Items from a dataset
/---

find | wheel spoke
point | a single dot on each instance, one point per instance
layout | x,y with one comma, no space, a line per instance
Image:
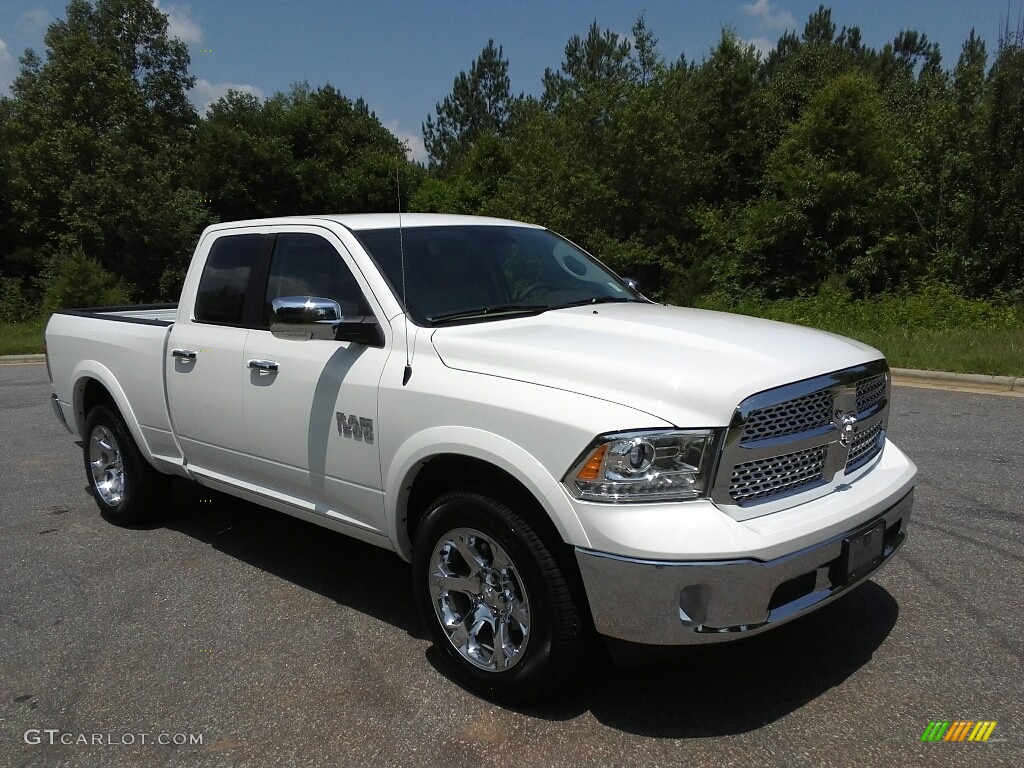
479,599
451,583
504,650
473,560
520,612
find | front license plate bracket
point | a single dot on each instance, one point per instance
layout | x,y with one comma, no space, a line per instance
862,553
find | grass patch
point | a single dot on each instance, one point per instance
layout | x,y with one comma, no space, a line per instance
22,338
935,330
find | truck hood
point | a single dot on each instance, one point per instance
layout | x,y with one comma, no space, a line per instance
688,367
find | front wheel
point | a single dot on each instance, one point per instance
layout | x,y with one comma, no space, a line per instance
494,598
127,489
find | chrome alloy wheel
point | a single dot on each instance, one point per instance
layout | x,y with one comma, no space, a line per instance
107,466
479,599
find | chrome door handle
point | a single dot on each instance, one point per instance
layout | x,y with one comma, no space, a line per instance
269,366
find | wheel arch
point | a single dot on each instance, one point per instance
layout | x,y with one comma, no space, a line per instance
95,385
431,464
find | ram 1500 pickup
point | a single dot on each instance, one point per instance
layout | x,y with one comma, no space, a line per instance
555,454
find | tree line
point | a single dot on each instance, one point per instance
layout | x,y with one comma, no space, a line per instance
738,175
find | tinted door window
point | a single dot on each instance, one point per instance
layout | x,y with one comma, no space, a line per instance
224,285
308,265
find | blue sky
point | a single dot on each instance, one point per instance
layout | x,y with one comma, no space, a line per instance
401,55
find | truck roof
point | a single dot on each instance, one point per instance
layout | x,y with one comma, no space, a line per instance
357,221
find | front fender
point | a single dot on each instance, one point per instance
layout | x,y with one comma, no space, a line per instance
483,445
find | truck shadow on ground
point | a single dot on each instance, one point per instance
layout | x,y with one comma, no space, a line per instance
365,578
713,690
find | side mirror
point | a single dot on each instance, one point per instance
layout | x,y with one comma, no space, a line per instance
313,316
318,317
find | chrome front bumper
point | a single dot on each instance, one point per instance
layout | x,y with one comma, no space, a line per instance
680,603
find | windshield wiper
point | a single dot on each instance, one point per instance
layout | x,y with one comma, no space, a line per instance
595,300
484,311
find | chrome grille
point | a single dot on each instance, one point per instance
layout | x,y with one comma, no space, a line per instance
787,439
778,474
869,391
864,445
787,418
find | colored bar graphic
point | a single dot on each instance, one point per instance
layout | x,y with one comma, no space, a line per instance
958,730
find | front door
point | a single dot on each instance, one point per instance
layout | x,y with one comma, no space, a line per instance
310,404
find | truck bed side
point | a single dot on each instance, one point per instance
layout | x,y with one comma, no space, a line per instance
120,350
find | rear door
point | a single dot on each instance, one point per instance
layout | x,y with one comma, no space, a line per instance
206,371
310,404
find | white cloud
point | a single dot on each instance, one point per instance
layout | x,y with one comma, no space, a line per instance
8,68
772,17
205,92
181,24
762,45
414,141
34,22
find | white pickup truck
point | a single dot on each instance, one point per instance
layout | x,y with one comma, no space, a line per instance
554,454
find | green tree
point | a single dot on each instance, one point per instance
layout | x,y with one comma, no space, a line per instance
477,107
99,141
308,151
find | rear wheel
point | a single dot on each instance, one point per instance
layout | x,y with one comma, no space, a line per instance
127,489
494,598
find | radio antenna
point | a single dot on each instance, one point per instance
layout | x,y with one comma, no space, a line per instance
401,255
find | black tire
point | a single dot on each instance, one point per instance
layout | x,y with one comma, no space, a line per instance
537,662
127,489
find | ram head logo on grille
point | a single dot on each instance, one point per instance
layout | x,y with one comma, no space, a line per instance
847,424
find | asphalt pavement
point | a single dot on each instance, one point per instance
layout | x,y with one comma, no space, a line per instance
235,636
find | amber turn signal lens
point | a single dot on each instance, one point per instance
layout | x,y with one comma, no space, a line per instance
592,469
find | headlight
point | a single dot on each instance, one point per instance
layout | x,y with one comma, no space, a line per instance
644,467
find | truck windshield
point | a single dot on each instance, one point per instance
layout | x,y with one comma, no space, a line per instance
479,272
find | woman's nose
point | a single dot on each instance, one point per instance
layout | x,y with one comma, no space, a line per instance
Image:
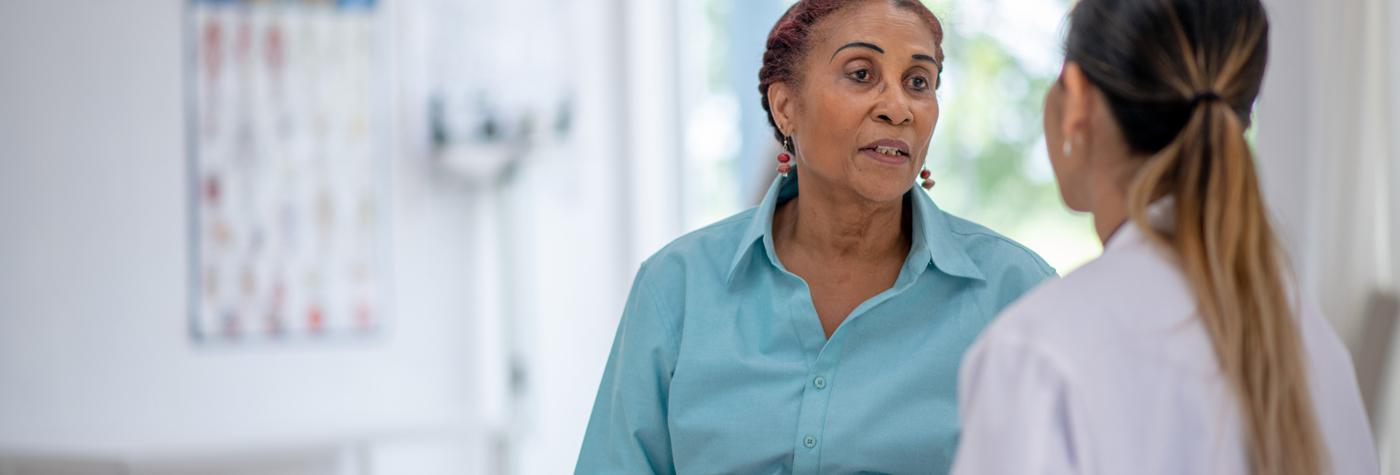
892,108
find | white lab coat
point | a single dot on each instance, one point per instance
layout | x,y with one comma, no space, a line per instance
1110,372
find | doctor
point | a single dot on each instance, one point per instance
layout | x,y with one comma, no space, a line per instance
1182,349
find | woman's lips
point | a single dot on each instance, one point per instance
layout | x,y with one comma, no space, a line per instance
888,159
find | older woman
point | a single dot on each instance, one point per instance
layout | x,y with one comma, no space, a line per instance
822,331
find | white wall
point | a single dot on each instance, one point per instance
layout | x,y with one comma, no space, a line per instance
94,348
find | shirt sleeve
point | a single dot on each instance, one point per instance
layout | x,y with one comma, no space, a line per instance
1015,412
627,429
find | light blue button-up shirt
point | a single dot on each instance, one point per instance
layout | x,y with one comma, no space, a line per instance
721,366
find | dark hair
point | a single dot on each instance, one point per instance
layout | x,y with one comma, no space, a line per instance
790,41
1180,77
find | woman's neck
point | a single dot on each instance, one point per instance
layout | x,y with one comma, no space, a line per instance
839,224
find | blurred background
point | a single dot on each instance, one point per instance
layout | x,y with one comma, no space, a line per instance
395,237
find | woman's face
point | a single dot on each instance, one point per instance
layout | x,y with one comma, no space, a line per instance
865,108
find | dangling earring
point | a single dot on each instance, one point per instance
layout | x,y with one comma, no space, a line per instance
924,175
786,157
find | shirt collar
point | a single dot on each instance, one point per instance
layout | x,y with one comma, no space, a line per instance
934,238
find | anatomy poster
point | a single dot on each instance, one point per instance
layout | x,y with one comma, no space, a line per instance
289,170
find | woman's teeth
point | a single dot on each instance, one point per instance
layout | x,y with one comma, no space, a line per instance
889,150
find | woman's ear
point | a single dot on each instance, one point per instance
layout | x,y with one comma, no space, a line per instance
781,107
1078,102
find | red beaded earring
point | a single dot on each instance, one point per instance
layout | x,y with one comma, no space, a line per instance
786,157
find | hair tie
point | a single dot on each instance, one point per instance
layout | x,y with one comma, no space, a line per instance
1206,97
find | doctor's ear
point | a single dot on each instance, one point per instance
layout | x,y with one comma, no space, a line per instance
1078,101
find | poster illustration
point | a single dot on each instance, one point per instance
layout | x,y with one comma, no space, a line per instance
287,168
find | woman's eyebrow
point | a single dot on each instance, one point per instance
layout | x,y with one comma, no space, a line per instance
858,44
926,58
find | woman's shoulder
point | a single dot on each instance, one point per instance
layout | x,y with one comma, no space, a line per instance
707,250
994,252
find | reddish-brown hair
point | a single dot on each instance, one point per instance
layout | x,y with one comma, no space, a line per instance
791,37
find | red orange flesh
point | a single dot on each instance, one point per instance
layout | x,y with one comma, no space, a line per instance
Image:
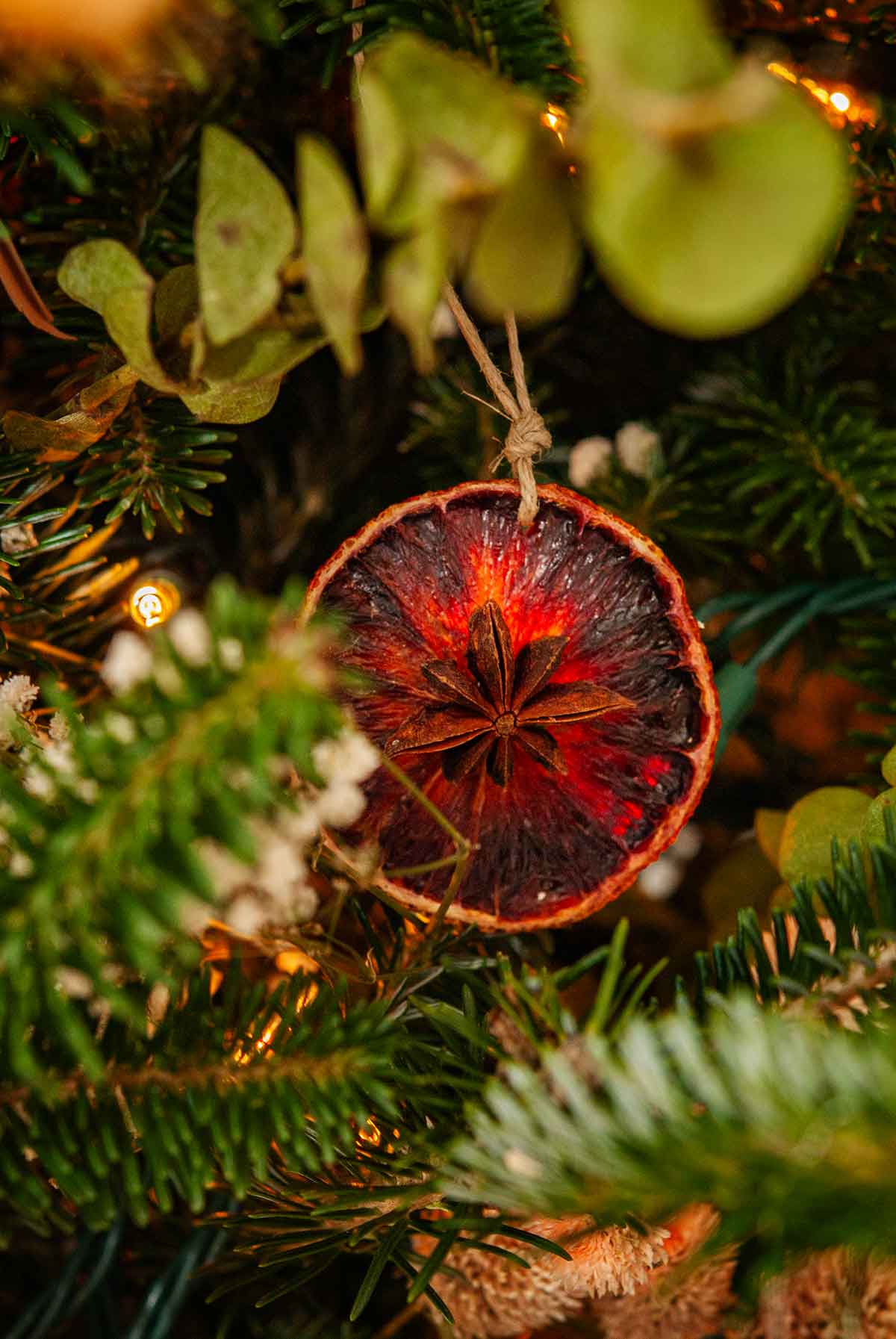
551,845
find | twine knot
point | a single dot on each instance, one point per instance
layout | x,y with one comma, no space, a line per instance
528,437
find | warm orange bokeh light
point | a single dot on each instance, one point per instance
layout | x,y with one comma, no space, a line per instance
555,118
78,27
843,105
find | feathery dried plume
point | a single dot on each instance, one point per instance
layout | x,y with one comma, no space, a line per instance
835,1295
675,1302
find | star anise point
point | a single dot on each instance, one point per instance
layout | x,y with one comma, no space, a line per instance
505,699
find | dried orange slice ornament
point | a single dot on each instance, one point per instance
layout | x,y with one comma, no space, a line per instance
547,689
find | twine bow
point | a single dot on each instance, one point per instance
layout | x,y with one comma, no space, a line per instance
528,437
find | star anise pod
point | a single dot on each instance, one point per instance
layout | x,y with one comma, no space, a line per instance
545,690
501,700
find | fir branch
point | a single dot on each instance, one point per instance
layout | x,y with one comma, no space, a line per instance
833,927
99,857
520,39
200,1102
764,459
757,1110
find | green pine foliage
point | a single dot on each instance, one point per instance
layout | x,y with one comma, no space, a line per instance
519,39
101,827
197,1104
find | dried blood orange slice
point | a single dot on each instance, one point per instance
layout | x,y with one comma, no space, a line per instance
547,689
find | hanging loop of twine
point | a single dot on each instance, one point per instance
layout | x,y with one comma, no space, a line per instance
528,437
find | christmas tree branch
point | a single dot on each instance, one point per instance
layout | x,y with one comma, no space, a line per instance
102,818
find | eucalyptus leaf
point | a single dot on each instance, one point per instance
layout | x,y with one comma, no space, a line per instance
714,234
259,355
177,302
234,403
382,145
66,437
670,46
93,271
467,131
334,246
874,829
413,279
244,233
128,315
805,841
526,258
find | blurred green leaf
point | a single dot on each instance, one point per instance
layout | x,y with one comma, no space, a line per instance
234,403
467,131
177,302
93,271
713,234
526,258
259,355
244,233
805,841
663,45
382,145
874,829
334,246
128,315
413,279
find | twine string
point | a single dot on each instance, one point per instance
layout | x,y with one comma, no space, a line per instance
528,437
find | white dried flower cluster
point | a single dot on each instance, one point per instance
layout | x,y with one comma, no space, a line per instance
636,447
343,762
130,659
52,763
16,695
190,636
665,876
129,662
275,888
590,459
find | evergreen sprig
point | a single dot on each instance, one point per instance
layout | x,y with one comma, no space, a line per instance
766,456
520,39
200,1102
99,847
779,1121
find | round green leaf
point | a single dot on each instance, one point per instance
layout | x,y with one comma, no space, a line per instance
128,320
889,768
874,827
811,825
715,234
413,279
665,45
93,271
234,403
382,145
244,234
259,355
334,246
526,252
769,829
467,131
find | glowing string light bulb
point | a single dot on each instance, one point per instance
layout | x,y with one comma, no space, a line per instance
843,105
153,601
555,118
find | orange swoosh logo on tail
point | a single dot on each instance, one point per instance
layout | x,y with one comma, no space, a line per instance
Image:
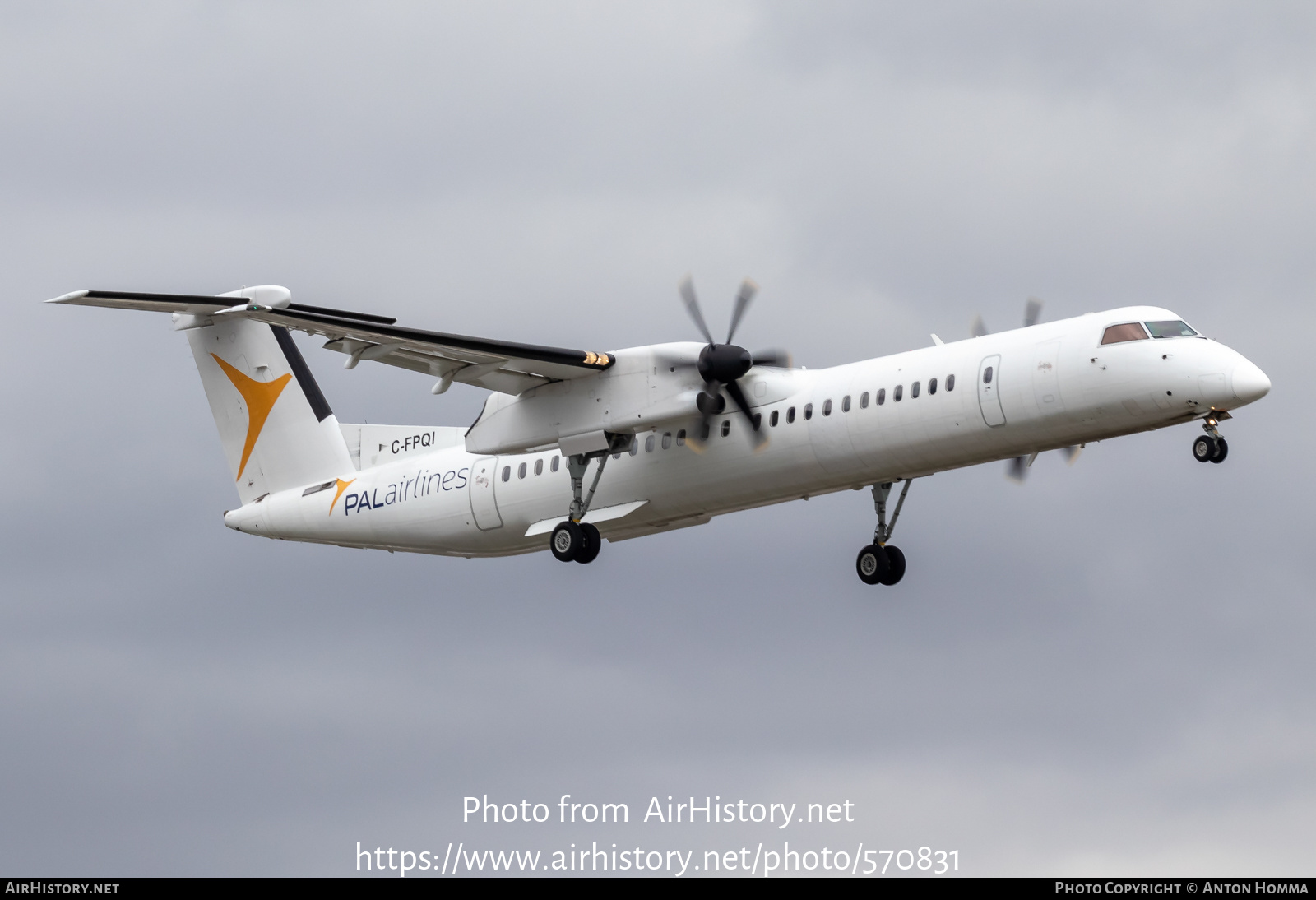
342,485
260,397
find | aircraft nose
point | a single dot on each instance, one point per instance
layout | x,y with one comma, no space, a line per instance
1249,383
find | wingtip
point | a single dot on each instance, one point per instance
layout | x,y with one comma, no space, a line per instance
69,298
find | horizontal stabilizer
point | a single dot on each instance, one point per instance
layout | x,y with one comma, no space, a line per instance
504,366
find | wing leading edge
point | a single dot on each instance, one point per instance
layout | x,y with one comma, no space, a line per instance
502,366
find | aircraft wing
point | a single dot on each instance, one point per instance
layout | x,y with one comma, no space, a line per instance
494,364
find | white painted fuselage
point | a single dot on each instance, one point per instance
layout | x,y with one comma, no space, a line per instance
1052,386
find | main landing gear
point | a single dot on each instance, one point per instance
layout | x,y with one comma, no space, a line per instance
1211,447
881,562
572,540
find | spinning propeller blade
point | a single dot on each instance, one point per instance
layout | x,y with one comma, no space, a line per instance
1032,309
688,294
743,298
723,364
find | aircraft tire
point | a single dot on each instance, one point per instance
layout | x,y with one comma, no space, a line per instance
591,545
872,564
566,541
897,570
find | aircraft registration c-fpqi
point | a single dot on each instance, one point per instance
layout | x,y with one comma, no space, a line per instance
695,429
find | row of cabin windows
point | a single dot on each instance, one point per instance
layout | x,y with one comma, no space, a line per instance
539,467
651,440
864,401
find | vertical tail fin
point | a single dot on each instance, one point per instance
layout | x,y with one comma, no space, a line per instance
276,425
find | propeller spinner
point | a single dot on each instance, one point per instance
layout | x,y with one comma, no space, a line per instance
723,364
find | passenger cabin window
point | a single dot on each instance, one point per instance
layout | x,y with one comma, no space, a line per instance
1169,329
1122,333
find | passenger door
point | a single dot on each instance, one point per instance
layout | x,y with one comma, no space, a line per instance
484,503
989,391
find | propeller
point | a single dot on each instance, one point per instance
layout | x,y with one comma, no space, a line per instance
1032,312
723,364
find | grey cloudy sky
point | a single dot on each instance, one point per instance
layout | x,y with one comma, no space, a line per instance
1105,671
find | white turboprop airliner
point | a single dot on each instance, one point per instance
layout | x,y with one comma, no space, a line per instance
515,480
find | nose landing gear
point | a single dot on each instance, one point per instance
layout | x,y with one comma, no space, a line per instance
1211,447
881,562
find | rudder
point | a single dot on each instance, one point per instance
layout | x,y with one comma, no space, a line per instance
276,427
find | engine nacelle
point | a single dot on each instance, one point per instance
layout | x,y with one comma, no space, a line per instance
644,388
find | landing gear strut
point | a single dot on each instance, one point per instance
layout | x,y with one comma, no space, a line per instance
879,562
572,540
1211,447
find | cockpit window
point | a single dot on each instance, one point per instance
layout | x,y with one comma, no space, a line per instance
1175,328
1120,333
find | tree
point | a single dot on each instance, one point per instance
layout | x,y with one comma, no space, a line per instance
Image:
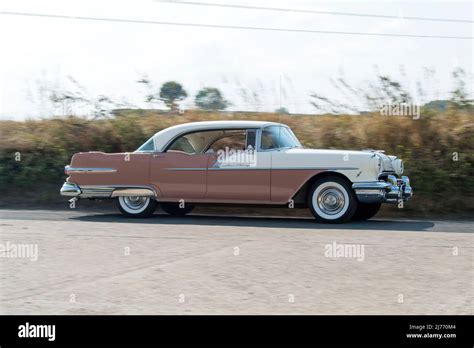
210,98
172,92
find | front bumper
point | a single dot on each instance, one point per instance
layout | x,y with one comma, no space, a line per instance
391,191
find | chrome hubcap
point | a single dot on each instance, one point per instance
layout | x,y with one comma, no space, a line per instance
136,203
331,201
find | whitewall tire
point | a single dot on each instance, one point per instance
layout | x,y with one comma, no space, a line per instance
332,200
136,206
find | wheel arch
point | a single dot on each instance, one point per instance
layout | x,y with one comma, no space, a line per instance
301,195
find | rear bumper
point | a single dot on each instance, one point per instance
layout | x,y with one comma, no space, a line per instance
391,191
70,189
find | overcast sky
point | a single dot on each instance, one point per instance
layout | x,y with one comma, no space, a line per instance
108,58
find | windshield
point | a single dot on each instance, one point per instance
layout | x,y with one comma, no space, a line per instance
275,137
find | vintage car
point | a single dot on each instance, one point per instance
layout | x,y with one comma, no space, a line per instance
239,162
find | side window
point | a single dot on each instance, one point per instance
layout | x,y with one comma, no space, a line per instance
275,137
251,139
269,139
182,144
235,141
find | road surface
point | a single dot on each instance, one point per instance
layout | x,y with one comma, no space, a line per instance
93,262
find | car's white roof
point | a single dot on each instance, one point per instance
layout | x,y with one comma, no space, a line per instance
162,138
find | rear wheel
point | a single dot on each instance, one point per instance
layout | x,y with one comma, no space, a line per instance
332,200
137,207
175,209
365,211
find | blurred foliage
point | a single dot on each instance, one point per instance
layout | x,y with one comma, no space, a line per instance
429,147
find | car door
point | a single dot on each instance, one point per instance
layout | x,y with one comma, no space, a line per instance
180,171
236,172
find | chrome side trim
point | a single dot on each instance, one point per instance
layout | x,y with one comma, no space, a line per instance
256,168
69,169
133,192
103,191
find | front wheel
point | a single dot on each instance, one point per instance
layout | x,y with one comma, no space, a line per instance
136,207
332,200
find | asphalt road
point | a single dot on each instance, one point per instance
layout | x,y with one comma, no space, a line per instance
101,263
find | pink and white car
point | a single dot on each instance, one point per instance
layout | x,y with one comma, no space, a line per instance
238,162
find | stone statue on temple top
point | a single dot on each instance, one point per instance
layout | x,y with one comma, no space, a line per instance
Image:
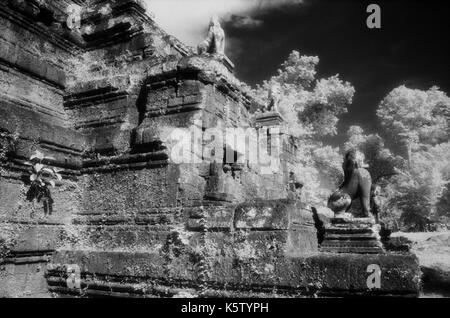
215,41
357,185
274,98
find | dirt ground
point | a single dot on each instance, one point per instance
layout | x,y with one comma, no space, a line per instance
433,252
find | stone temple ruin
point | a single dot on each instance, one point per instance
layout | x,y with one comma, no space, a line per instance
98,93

\---

=== Written instruction ===
Copy the final stretch of lines, starting at the one that holds "find | asphalt road" and ending at the last line of the data, exactly; omit pictures.

=== Complete response ===
find | asphalt road
point | a single dot on each instance, one point per instance
layout | x,y with one comma, no space, a line per instance
101,263
find | pink and white car
point | a single dot on each instance, one point per instance
layout | x,y with one comma, no space, a line per instance
238,162
find | stone statue on temple top
point | a single dot on each instance, one point per instance
layout | x,y with one comma, no space, a line per instance
Image:
215,41
357,185
274,98
find | dirt ground
point | a single dot on each instance, one point per instance
layout | x,y with one comma, no space, a line per instance
433,252
find | stone temple ruin
point | a single dot on each instance, one point per instance
layout | x,y with one comma, no space, a line per instance
98,93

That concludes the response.